PROBLEM:
Reproduce the records word for word, beginning at the start and ending with the line that contains "210 138 L 241", with that line included.

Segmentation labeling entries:

--*--

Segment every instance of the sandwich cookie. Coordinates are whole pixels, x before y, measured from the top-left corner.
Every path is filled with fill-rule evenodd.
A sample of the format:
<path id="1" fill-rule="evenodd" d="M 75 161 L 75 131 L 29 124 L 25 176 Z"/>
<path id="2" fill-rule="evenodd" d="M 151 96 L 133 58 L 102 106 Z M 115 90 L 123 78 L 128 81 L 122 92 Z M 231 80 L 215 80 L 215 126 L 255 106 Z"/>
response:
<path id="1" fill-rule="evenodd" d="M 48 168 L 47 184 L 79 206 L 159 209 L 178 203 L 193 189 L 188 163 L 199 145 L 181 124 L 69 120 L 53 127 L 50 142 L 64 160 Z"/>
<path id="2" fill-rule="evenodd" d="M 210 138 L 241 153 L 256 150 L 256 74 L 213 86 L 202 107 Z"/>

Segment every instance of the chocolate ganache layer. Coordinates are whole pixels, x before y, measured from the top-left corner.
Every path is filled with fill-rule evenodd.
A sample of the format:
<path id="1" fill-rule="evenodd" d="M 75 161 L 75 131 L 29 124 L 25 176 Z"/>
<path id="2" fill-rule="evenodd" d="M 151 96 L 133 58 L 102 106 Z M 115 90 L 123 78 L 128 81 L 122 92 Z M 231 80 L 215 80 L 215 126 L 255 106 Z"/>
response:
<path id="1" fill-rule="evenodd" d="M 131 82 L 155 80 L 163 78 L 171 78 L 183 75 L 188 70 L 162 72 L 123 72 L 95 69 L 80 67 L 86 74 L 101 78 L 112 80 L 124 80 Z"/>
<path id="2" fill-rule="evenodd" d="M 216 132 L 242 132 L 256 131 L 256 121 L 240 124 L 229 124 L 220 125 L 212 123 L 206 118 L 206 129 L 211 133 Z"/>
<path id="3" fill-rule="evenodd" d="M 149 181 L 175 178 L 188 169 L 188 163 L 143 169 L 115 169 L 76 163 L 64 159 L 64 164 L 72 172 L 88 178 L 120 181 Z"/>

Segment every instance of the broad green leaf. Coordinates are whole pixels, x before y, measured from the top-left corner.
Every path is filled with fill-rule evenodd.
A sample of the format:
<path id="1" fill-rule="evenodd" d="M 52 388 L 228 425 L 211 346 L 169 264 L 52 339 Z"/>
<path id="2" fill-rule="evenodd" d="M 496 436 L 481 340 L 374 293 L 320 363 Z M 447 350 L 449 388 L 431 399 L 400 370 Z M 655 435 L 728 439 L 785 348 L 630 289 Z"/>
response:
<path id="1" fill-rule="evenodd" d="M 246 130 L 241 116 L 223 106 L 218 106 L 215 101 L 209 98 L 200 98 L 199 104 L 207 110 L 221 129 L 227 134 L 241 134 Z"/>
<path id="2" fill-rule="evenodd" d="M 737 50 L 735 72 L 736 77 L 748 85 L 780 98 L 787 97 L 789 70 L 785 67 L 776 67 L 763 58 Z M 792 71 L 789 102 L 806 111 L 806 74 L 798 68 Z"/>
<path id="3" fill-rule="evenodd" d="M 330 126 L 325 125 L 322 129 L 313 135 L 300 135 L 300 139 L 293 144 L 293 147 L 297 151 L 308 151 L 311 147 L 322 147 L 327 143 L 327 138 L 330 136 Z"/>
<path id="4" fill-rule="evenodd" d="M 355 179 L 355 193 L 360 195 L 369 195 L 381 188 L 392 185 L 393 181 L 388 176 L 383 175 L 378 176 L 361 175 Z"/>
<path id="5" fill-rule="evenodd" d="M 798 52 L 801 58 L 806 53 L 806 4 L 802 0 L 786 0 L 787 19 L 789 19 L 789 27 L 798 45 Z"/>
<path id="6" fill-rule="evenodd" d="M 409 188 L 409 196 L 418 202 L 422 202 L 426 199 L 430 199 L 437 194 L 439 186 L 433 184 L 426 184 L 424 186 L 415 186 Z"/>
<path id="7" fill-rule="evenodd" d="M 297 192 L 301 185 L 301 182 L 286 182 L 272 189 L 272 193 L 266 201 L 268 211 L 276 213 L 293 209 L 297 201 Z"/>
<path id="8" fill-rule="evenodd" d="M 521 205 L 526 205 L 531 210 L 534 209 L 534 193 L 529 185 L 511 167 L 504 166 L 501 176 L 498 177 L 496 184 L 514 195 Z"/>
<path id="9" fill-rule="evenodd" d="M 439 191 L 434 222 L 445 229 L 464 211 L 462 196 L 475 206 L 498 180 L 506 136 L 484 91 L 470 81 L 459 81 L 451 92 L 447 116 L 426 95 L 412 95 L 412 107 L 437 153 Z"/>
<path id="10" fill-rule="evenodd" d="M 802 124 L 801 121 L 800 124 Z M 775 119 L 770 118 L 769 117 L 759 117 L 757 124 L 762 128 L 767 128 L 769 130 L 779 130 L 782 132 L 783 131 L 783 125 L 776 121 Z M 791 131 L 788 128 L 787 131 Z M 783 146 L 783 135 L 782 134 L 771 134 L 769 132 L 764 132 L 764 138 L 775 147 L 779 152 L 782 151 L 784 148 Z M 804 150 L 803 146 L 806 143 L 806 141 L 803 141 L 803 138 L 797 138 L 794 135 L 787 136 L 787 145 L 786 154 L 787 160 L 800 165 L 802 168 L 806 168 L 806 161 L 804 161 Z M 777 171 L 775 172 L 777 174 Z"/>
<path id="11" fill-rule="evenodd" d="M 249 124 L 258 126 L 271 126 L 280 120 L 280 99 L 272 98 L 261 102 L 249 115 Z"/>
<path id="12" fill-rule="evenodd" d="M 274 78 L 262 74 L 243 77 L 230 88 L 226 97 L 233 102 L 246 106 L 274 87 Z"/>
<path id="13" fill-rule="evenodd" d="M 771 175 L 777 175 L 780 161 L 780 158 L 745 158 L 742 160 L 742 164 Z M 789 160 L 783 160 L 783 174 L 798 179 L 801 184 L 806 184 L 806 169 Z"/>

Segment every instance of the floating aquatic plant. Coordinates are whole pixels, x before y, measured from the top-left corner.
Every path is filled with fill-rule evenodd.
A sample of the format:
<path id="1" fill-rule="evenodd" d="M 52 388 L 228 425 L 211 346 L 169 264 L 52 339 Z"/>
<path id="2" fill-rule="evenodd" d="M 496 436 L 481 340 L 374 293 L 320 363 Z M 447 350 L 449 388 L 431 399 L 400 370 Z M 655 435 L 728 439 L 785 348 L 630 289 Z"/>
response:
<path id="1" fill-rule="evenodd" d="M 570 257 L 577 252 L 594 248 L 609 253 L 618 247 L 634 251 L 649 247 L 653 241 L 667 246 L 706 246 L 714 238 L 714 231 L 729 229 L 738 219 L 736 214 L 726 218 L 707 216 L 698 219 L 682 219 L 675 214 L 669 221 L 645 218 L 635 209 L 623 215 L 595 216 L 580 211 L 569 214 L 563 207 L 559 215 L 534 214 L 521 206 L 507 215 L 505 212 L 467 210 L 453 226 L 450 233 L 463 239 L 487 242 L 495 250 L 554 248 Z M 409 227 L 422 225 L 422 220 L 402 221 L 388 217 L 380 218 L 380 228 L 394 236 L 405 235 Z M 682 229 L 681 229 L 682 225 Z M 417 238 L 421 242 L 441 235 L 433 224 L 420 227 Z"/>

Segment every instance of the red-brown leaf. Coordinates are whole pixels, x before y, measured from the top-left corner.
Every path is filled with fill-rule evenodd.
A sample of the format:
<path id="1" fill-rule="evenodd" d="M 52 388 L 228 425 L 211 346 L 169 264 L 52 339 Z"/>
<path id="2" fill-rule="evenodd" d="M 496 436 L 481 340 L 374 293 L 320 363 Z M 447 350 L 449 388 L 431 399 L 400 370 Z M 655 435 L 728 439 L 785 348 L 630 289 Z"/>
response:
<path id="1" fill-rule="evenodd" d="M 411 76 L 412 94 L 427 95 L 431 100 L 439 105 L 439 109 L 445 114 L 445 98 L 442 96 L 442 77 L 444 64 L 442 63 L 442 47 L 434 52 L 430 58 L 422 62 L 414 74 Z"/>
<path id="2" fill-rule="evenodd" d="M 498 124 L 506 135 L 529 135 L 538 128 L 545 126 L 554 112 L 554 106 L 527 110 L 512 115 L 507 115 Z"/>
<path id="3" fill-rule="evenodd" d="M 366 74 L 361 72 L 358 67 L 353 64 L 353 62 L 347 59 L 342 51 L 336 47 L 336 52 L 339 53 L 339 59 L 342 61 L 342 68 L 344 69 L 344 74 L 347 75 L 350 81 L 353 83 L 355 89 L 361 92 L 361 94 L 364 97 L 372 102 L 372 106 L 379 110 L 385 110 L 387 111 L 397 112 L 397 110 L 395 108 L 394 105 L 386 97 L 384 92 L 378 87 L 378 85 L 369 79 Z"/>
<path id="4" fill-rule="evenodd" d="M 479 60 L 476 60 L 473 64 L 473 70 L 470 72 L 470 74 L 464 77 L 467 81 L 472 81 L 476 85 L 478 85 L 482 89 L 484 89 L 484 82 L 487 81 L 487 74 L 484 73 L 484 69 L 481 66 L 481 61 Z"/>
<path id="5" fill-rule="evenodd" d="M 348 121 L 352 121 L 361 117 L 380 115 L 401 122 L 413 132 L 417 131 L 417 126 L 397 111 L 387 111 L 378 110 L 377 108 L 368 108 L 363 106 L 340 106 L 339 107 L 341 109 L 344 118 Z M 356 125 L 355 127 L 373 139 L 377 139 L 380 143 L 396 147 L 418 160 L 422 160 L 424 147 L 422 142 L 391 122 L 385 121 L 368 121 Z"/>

--*--

RESPONSE FOR THIS EXERCISE:
Segment every instance of the sandwich cookie. Coordinates are whole pixels, x before y, measured from the top-left corner.
Every path is filled with fill-rule evenodd.
A sample of the format:
<path id="1" fill-rule="evenodd" d="M 75 161 L 75 131 L 29 124 L 25 176 Z"/>
<path id="2" fill-rule="evenodd" d="M 151 96 L 133 58 L 102 106 Z M 115 90 L 123 78 L 128 81 L 122 92 Z M 231 80 L 215 80 L 215 126 L 255 106 Z"/>
response:
<path id="1" fill-rule="evenodd" d="M 48 168 L 47 184 L 79 206 L 159 209 L 178 203 L 193 189 L 188 163 L 199 145 L 181 124 L 69 120 L 53 127 L 50 142 L 64 160 Z"/>
<path id="2" fill-rule="evenodd" d="M 210 138 L 241 153 L 256 150 L 256 74 L 213 86 L 202 107 Z"/>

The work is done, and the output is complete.